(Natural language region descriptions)
———
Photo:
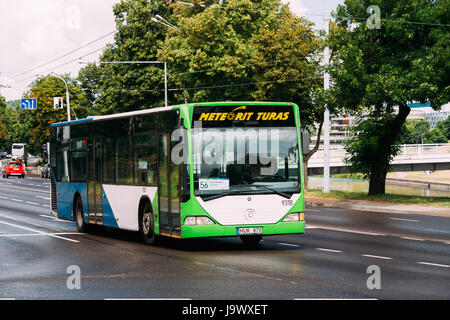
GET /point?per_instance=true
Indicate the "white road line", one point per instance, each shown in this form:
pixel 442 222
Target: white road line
pixel 376 257
pixel 346 230
pixel 329 250
pixel 343 299
pixel 36 231
pixel 33 203
pixel 434 264
pixel 289 244
pixel 125 299
pixel 415 239
pixel 401 219
pixel 36 234
pixel 28 189
pixel 55 218
pixel 45 198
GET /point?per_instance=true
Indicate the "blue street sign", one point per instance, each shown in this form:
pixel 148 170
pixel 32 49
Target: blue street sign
pixel 28 103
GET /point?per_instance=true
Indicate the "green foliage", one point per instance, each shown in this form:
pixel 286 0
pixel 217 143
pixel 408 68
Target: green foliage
pixel 38 121
pixel 113 88
pixel 382 70
pixel 257 49
pixel 444 127
pixel 363 142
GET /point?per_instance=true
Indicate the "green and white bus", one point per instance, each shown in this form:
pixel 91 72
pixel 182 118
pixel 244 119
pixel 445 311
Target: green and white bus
pixel 221 169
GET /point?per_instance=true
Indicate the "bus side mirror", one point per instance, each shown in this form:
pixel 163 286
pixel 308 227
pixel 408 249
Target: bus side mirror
pixel 305 141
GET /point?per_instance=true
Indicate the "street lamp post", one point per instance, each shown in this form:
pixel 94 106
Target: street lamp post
pixel 146 62
pixel 67 94
pixel 326 119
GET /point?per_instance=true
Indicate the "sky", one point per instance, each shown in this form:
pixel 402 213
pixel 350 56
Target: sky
pixel 33 33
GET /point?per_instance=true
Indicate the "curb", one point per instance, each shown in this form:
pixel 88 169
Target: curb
pixel 380 207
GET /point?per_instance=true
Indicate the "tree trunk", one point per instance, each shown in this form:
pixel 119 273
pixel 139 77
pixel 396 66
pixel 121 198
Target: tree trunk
pixel 380 165
pixel 309 155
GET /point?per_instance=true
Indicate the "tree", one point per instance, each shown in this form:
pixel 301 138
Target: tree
pixel 113 88
pixel 380 71
pixel 3 125
pixel 444 126
pixel 246 50
pixel 38 121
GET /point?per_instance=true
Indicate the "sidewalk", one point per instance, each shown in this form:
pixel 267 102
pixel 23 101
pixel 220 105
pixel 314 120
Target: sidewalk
pixel 375 206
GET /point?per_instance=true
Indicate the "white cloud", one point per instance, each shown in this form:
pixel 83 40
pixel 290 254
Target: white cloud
pixel 33 32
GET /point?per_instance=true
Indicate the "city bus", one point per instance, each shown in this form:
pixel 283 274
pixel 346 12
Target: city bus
pixel 19 151
pixel 221 169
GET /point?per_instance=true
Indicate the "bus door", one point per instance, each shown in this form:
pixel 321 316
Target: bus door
pixel 94 181
pixel 168 188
———
§ PROMPT:
Print every line above once more, exactly. Omit the pictures.

§ RESULT BELOW:
Photo:
GET /point?per_instance=true
Indicate the "white road line", one point per instance, each shown in this form:
pixel 442 222
Target: white road line
pixel 376 257
pixel 346 230
pixel 329 250
pixel 343 299
pixel 36 231
pixel 33 203
pixel 434 264
pixel 289 244
pixel 125 299
pixel 415 239
pixel 401 219
pixel 36 234
pixel 28 189
pixel 55 218
pixel 45 198
GET /point?per_instance=true
Indicate the "blue street sign", one point per instance, each shown in this form:
pixel 148 170
pixel 32 49
Target: blue street sign
pixel 28 103
GET /point?per_instance=true
Indicate the "green foliage", one point per instance, each shown in this form:
pixel 286 0
pixel 217 143
pixel 408 68
Target: green foliage
pixel 38 121
pixel 113 88
pixel 382 70
pixel 257 49
pixel 444 127
pixel 363 142
GET /point?per_instance=true
Indicate the "green and white bus", one point per instance, each shown in this form:
pixel 91 72
pixel 182 118
pixel 244 119
pixel 445 311
Target: green and white bus
pixel 221 169
GET /point?per_instance=true
Indicate the "bus side mirror", one point per instance, each shown in this form:
pixel 163 286
pixel 308 227
pixel 408 249
Target: bus side mirror
pixel 305 141
GET /point?per_instance=true
Indicate the "street lamp post", one point per instance, each shown in this form:
pixel 94 106
Target: street lamp post
pixel 146 62
pixel 67 94
pixel 326 119
GET /point?per_instance=true
Indicate the "sky", one point per instance, each shown in this form:
pixel 402 213
pixel 350 56
Target: sky
pixel 33 33
GET /point?per_instance=true
Indicate the "curb", one point per instance, each shown in this form:
pixel 88 169
Target: curb
pixel 380 207
GET /point?per_instance=true
Indicate the "tree trunk", one point per instance, each shown in this form:
pixel 119 273
pixel 139 77
pixel 396 66
pixel 121 198
Target: tree trunk
pixel 380 165
pixel 309 155
GET /point?per_instance=true
Indicate the "tree", one point per instance, each shown in this form:
pixel 301 138
Target: tree
pixel 113 88
pixel 380 71
pixel 3 125
pixel 444 126
pixel 246 50
pixel 38 121
GET /point?per_instance=true
Indicate the "sidewalk", one point per instance, each shown in this form:
pixel 267 102
pixel 23 101
pixel 220 105
pixel 314 120
Target: sidewalk
pixel 375 206
GET /point?per_instance=true
Indicate the "white cloud", one point per instance, each shown in this form:
pixel 83 40
pixel 290 254
Target: white cloud
pixel 33 32
GET /point?per_instance=true
Indicate the "city bus", one point per instance, each shown in this form:
pixel 283 274
pixel 346 12
Target: city bus
pixel 19 151
pixel 221 169
GET /point?per_instance=true
Indicate the "bus door", one point per instance, each shown in this form:
pixel 321 316
Target: bus door
pixel 94 181
pixel 168 188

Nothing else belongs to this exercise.